§ What needs to be done
Present every line of the listing below as a numbered list, omitting any blank lines.

§ Information supplied
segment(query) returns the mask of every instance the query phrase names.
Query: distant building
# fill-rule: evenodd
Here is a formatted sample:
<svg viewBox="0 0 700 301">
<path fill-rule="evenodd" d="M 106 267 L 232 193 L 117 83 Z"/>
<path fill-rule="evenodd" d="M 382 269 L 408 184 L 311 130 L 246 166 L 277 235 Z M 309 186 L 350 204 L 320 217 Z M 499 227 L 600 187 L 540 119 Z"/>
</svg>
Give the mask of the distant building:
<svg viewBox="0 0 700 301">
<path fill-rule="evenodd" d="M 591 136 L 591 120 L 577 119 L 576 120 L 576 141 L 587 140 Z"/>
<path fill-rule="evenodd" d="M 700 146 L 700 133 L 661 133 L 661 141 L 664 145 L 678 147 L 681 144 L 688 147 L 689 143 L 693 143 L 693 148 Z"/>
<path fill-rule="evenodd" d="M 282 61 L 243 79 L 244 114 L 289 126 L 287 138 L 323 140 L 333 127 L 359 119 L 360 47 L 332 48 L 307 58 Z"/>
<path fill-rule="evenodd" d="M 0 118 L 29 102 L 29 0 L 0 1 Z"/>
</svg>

§ Task result
1. segment(query) returns the mask of every instance the query phrase names.
2. Query: distant building
3. # fill-rule: evenodd
4. Here is a formatted sample:
5. <svg viewBox="0 0 700 301">
6. <path fill-rule="evenodd" d="M 106 267 L 232 193 L 117 83 Z"/>
7. <path fill-rule="evenodd" d="M 382 269 L 408 184 L 311 130 L 246 166 L 277 235 Z M 309 186 L 350 204 L 320 217 Z M 499 227 L 600 187 L 540 119 Z"/>
8. </svg>
9. Give the mask of the distant building:
10. <svg viewBox="0 0 700 301">
11. <path fill-rule="evenodd" d="M 591 136 L 591 120 L 577 119 L 576 120 L 576 141 L 587 140 Z"/>
12. <path fill-rule="evenodd" d="M 700 146 L 700 133 L 661 133 L 661 141 L 664 145 L 678 147 L 681 144 L 688 147 L 689 143 L 693 143 L 693 148 Z"/>
13. <path fill-rule="evenodd" d="M 282 61 L 243 79 L 244 114 L 289 126 L 287 138 L 323 140 L 333 127 L 359 119 L 360 47 L 332 48 L 307 58 Z"/>
14. <path fill-rule="evenodd" d="M 0 118 L 29 102 L 29 0 L 0 1 Z"/>
15. </svg>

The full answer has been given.